Contre la nostalgie de l’esclavage

4 février 2006

En décidant de fixer au 10 mai le jour du souvenir de l’esclavage pour ses compatriotes de l’Hexagone, de la France dite métropolitaine, le président de la République française n’a-t-il pas pris son ministre de l’Intérieur à rebrousse poil, pour la deuxième fois en une semaine, après l’annonce de la suppression prochaine de l’article 4 de la loi du 23 février 2005 sur "le rôle positif" de la colonisation française ? Laquelle loi, il ne faut pas l’oublier, avait été votée par sa propre majorité, avec apparemment son plein accord, puisqu’elle avait été promulguée par lui, mais elle avait provoqué aussitôt les plus vives protestations dans les Départements d’outre-mer.
Le plus étonnant aujourd’hui, ce sont les paroles du président Chirac dans son discours au Comité pour la mémoire de l’esclavage présidé par Maryse Condé, qu’il a reçu le lundi 30 janvier à l’Élysée. Tant il est vrai qu’il a retrouvé tout d’un coup ses meilleurs accents, ceux qu’il avait eus par exemple en 1995 lorsqu’il avait condamné au nom de la France, l’État français de Vichy. "Je souhaite que, dès cette année, la France métropolitaine honore le souvenir des esclaves et commémore l’abolition de l’esclavage", a-t-il déclaré, en affirmant que "depuis l’origine, la République est incompatible avec l’esclavage", et en dénonçant ses "résurgences", comme il les appelle, "dans le contexte de la compétition économique mondiale".

• [Énoncé du problème]:
Pourriez-vous recopier mot pour mot le passage de l'article sur le souvenir de l'esclavage, de « En décidant de » à « les Départements d’outre-mer. » ?

[Données de segmentation des régions]

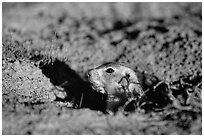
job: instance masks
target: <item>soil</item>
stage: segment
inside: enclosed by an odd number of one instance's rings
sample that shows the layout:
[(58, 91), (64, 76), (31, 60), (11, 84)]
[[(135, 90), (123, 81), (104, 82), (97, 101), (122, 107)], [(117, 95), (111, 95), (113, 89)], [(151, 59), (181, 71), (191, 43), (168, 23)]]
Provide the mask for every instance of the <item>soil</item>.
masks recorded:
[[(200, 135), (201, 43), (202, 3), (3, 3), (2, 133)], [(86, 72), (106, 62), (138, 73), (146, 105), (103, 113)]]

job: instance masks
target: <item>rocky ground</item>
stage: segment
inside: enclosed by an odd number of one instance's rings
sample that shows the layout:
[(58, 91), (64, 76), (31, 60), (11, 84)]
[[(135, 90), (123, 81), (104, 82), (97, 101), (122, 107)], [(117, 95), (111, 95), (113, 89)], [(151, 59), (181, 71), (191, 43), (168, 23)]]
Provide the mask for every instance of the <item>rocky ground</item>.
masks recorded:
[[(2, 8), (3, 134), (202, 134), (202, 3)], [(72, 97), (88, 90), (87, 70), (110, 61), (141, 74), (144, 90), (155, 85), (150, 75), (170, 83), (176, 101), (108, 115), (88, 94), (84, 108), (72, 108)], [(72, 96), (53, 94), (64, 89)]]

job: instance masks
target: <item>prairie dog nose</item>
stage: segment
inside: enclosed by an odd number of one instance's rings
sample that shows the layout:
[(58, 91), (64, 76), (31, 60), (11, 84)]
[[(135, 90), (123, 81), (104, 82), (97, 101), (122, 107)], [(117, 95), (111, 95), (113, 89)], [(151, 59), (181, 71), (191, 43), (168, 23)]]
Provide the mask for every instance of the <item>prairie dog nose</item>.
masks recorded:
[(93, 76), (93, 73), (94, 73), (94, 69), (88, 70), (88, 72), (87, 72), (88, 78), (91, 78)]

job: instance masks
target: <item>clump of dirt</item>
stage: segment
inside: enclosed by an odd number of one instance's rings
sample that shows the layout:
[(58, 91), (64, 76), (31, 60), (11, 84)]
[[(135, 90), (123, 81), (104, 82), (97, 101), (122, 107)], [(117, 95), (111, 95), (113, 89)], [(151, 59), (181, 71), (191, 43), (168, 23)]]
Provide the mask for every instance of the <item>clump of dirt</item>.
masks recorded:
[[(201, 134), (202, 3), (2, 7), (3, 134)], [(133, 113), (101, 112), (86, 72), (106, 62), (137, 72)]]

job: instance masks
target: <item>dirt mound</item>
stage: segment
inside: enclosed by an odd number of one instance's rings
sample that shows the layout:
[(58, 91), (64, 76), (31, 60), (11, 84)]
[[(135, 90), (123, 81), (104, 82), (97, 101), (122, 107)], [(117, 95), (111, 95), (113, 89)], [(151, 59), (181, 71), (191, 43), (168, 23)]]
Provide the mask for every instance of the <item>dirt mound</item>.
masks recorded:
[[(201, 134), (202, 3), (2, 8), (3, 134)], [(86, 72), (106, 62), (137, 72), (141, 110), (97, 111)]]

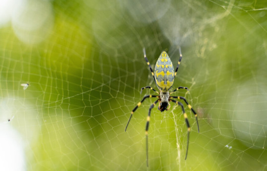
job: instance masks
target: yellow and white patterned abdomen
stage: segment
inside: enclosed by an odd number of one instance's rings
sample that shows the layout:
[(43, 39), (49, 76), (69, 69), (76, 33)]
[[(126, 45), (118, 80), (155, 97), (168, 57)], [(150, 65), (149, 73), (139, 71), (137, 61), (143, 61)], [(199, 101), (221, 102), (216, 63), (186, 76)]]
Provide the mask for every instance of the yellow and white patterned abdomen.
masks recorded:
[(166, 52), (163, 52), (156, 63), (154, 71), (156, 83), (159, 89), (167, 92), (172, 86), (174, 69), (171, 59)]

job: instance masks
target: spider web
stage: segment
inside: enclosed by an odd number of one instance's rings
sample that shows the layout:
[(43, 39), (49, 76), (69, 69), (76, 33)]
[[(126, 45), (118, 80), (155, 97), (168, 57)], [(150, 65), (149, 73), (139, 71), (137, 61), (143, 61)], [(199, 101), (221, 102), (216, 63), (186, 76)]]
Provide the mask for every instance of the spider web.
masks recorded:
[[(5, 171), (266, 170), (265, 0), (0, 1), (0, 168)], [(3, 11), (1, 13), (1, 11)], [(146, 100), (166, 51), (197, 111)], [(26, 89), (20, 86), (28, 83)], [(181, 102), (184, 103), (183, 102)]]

* * *

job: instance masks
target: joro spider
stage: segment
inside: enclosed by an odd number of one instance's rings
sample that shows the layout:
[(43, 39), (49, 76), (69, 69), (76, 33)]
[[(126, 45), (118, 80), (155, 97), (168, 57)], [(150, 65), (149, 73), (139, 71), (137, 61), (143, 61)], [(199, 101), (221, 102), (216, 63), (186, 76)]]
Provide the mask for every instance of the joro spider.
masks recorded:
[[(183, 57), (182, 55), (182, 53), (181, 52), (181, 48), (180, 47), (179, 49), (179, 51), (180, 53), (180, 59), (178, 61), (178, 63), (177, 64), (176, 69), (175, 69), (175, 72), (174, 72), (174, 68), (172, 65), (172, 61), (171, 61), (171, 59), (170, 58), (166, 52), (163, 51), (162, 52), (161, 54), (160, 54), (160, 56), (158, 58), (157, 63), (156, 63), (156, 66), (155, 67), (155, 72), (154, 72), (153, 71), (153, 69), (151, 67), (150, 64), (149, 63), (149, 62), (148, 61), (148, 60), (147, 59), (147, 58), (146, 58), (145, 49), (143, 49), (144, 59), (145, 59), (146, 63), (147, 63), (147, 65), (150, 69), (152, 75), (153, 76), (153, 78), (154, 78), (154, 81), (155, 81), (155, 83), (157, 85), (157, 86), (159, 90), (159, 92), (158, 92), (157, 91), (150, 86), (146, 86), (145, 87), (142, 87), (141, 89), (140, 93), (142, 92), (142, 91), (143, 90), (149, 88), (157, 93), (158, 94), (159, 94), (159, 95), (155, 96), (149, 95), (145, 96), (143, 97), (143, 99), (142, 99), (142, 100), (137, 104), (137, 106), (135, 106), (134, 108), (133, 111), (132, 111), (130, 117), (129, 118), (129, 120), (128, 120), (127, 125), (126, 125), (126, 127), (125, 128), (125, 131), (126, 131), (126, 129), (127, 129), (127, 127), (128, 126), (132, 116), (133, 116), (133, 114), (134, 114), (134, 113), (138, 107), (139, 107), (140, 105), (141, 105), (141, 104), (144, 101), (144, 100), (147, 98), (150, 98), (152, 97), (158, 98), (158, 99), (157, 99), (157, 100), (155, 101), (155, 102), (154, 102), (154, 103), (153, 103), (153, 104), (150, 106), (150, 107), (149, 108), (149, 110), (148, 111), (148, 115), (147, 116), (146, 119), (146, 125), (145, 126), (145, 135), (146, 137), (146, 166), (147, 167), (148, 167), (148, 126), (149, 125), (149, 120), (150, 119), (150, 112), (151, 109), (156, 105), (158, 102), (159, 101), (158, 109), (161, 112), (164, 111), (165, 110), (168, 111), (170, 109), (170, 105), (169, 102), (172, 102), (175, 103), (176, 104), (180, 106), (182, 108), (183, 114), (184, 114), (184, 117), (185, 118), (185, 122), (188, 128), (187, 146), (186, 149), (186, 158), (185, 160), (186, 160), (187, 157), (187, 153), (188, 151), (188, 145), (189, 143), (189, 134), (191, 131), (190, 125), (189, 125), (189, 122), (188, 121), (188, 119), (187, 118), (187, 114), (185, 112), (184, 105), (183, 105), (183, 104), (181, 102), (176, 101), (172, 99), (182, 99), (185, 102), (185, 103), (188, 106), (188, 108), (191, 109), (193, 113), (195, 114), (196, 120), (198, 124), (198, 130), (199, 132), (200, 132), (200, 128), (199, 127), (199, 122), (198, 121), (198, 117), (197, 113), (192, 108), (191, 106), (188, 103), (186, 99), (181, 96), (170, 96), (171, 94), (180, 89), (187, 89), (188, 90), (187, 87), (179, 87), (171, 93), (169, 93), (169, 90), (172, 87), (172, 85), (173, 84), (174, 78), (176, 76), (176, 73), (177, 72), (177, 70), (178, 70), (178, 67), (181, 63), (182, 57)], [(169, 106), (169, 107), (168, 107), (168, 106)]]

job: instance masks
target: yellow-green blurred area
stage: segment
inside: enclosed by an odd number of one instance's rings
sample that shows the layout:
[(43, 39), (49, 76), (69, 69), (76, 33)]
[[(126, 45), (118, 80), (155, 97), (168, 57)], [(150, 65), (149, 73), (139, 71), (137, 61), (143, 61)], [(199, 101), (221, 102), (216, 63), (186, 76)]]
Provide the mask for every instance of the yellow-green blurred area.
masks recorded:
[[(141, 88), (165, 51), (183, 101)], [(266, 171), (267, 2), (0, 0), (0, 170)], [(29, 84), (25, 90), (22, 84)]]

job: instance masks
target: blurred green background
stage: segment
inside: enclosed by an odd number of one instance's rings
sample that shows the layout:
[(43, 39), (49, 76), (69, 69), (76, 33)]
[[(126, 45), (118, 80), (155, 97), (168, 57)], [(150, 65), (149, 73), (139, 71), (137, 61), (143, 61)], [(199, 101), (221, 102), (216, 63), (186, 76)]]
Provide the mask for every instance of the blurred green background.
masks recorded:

• [Solution ci-dessous]:
En décidant de fixer au 10 mai le jour du souvenir de l’esclavage pour ses compatriotes de l’Hexagone, de la France dite métropolitaine, le président de la République française n’a-t-il pas pris son ministre de l’Intérieur à rebrousse poil, pour la deuxième fois en une semaine, après l’annonce de la suppression prochaine de l’article 4 de la loi du 23 février 2005 sur "le rôle positif" de la colonisation française ? Laquelle loi, il ne faut pas l’oublier, avait été votée par sa propre majorité, avec apparemment son plein accord, puisqu’elle avait été promulguée par lui, mais elle avait provoqué aussitôt les plus vives protestations dans les Départements d’outre-mer.